ЗАДАНИЕ: Почему, согласно статье о «Докторе Живаго», эпизод с занятиями Галиуллина с пожилыми ополченцами только кажется случайным? Ответьте в одном–трёх предложениях.

ТЕКСТ СТРАНИЦЫ:
Читаем «Доктор Живаго» как исторический роман полностью

Оговоримся: в сложной романной структуре функции основных (сюжетообразующих) действующих лиц сказки распределяются между разными персонажами: Евграф оказывается далеко не единственным «помощником» Живаго, а определенное сходство с Пугачевым присуще отнюдь не только ему. Например, изматывающие Живаго «идеологические» дискуссии с Ливерием Микулицыным преломленно отражают короткие, но судьбоносные и символически нагруженные диалоги Гринева с Пугачевым. Если в «Капитанской дочке» трансформируются (но остаются распознаваемыми) структура и обусловленные ею мотивы волшебной сказки [Смирнов 1973], то в «Докторе Живаго» сказочная составляющая осложнена посредничеством пушкинского текста (и в известной мере — романов Вальтера Скотта).

В-третьих, кажущийся случайным эпизод — занятия Галиуллина с пожилыми ополченцами — явно восходит к сценам учения инвалидов в Белогорской крепости [Смирнов 1996: 324]. Даже такая частность пастернаковского романа нагружена пушкинской семантикой: известная читателям «Доктора Живаго» трагическая участь отнюдь не готовых к воинским действиям «мирных» защитников крепости проецируется не только на подопечных Галиуллина, но на всех обычных людей, поневоле втянутых в Гражданскую войну.

[Строки с указанием именованных объектов]
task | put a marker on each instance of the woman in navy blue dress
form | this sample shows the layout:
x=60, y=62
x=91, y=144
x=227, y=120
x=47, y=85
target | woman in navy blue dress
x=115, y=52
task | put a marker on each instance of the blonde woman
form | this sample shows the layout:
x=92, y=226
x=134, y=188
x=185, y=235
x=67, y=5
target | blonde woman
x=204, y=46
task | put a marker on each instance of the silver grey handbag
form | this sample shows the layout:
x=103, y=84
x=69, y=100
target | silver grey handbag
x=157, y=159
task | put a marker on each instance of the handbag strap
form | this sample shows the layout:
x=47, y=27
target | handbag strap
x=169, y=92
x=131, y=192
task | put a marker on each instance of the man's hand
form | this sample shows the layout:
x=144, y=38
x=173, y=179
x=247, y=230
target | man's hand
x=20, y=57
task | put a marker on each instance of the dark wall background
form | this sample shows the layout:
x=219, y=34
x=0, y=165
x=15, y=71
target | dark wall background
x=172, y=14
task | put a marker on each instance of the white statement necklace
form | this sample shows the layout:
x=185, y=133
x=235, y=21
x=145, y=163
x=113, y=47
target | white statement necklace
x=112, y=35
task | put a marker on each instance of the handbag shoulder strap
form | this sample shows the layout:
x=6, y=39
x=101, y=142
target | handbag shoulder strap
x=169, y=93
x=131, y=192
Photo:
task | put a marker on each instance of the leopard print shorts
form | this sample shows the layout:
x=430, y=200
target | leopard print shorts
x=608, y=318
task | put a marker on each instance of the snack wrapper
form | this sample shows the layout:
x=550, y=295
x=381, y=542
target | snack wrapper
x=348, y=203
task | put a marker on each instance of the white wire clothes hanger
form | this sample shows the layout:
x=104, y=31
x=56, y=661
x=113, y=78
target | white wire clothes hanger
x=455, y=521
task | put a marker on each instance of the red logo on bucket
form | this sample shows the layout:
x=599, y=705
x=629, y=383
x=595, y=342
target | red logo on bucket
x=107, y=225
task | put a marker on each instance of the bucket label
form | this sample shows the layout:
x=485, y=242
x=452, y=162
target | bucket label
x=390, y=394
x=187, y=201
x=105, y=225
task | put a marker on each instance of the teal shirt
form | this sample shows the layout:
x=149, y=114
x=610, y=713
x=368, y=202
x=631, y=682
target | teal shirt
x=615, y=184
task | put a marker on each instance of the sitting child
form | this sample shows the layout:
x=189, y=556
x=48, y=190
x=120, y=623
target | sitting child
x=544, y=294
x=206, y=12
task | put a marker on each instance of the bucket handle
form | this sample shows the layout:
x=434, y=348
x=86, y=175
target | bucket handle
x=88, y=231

ОТВЕТ: Этот эпизод явно восходит к сценам учения инвалидов в Белогорской крепости и потому нагружен пушкинской семантикой. Трагическая участь не готовых к воинским действиям «мирных» защитников крепости проецируется на подопечных Галиуллина и на всех обычных людей, поневоле втянутых в Гражданскую войну.